**GOAL OF THE EXERCISE**
Could you rewrite the part of the material that opens with the line containing "Return the mask of every instance of the haze" and closes with the material's last line, with the requests included, shifting every number in the SVG answers (viewBox values and path coordinates) by -95 and leaving the rest of the material out?

**DATA SUPPLIED**
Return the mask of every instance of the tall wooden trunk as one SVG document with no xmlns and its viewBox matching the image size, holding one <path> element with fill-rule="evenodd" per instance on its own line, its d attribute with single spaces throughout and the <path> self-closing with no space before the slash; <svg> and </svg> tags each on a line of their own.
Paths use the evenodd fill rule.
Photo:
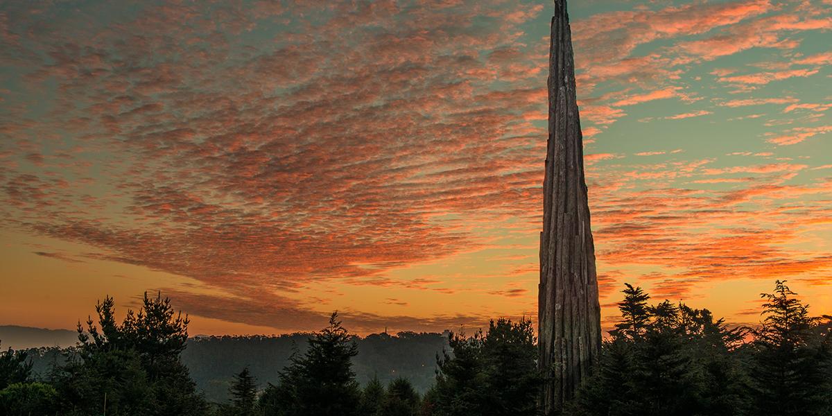
<svg viewBox="0 0 832 416">
<path fill-rule="evenodd" d="M 551 37 L 537 311 L 538 365 L 546 378 L 540 404 L 547 415 L 573 397 L 601 349 L 595 248 L 565 0 L 555 0 Z"/>
</svg>

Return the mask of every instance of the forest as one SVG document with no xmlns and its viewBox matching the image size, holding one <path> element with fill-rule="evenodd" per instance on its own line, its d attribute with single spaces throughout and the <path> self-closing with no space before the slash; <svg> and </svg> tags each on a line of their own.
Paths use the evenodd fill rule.
<svg viewBox="0 0 832 416">
<path fill-rule="evenodd" d="M 639 287 L 626 285 L 622 294 L 620 319 L 564 415 L 832 414 L 832 316 L 813 316 L 785 282 L 760 294 L 754 327 L 729 325 L 681 303 L 652 304 Z M 262 369 L 243 366 L 234 369 L 225 399 L 215 400 L 194 381 L 198 369 L 184 363 L 186 348 L 199 343 L 188 342 L 188 319 L 170 300 L 146 295 L 121 322 L 112 298 L 95 310 L 96 319 L 79 323 L 77 346 L 53 356 L 44 371 L 34 370 L 32 351 L 0 353 L 2 414 L 540 414 L 543 380 L 527 319 L 448 333 L 441 344 L 438 334 L 426 337 L 441 352 L 432 360 L 429 384 L 418 388 L 423 380 L 358 377 L 364 365 L 359 342 L 367 339 L 351 334 L 334 313 L 325 328 L 305 335 L 305 344 L 280 350 L 285 364 L 274 370 L 274 383 L 264 386 L 254 374 Z M 399 334 L 410 344 L 418 336 Z M 397 345 L 382 341 L 374 342 Z"/>
</svg>

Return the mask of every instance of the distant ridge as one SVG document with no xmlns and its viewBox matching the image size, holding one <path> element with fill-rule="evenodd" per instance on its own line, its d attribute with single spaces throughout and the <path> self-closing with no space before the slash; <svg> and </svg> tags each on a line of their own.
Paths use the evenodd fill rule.
<svg viewBox="0 0 832 416">
<path fill-rule="evenodd" d="M 70 347 L 78 334 L 70 329 L 48 329 L 31 326 L 0 325 L 0 348 L 14 349 L 37 347 Z"/>
</svg>

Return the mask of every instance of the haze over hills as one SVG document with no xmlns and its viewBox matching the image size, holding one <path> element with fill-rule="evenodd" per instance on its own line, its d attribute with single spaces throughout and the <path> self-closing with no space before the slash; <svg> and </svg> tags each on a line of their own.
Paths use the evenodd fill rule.
<svg viewBox="0 0 832 416">
<path fill-rule="evenodd" d="M 19 325 L 0 325 L 0 347 L 14 349 L 75 345 L 78 334 L 70 329 L 48 329 Z"/>
<path fill-rule="evenodd" d="M 7 337 L 9 343 L 7 344 Z M 278 383 L 278 373 L 290 364 L 294 350 L 306 349 L 308 334 L 278 336 L 205 336 L 188 339 L 182 352 L 182 362 L 206 398 L 224 402 L 233 375 L 248 367 L 257 379 L 258 386 Z M 75 331 L 44 329 L 13 325 L 0 326 L 3 348 L 32 349 L 29 351 L 39 376 L 48 374 L 56 364 L 65 362 L 62 348 L 72 346 L 77 339 Z M 359 354 L 353 359 L 356 379 L 362 384 L 378 377 L 385 385 L 404 377 L 419 393 L 424 393 L 435 379 L 436 357 L 448 349 L 447 334 L 399 332 L 395 335 L 373 334 L 354 337 Z M 45 348 L 41 348 L 45 347 Z"/>
</svg>

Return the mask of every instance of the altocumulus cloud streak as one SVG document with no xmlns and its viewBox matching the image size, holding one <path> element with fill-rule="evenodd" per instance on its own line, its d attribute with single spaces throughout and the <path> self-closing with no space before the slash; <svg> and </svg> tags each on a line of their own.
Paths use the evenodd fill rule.
<svg viewBox="0 0 832 416">
<path fill-rule="evenodd" d="M 830 76 L 813 41 L 828 5 L 612 4 L 572 6 L 603 295 L 737 280 L 753 301 L 789 277 L 832 306 L 832 181 L 811 169 L 830 162 L 832 97 L 812 87 Z M 527 314 L 549 16 L 501 0 L 6 2 L 0 226 L 42 239 L 42 261 L 186 277 L 152 289 L 223 321 Z"/>
</svg>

**TASK SOLUTION**
Return the mask of every instance of the haze over hills as one SVG document with no xmlns and its viewBox matching the image size, holding one <path> element with fill-rule="evenodd" per instance on its own line, its d attribute with single spaces throughout and the <path> self-closing with no space before the slash; <svg> and </svg> tags each on a line of their own.
Paths use the evenodd fill rule.
<svg viewBox="-95 -95 737 321">
<path fill-rule="evenodd" d="M -76 230 L -95 230 L -95 252 L -81 254 L -20 250 L -17 239 L -25 234 L -47 234 Z"/>
<path fill-rule="evenodd" d="M -88 242 L -86 248 L -88 249 Z M 183 288 L 183 278 L 195 269 L 199 255 L 211 254 L 213 239 L 183 241 L 110 241 L 93 244 L 87 257 L 87 267 L 111 303 L 129 307 L 138 280 L 153 272 L 162 284 L 163 291 Z M -20 236 L -51 234 L -82 230 L -95 231 L -92 253 L -63 254 L -66 256 L -56 281 L -47 279 L -39 269 L -30 267 L -33 253 L -23 251 L -18 244 Z M 264 259 L 258 264 L 261 284 L 267 289 L 283 282 L 290 290 L 309 282 L 324 298 L 329 298 L 340 284 L 341 262 L 353 254 L 352 239 L 304 237 L 300 240 L 278 239 L 259 242 Z M -50 253 L -54 253 L -50 252 Z"/>
</svg>

Return the mask of every instance of the altocumulus cloud streak as one SVG document with no xmlns and its viewBox matching the image size, holding one <path> element with fill-rule="evenodd" per instance on its own line, its d attribute with single spaces throughout and the <path> self-closing with no space before the slash; <svg> and </svg> tags each on a line of their own.
Paths use the evenodd fill rule.
<svg viewBox="-95 -95 737 321">
<path fill-rule="evenodd" d="M 735 -19 L 718 -54 L 733 -90 L 517 -91 L 477 -89 L 508 200 L 642 185 L 658 206 L 694 182 L 737 211 L 737 86 L 716 74 L 735 67 L 737 2 L 717 -8 Z M 432 219 L 454 -79 L 406 -95 L -89 -93 L -95 131 L -53 144 L -53 166 L 91 182 L 57 194 L 128 226 Z"/>
</svg>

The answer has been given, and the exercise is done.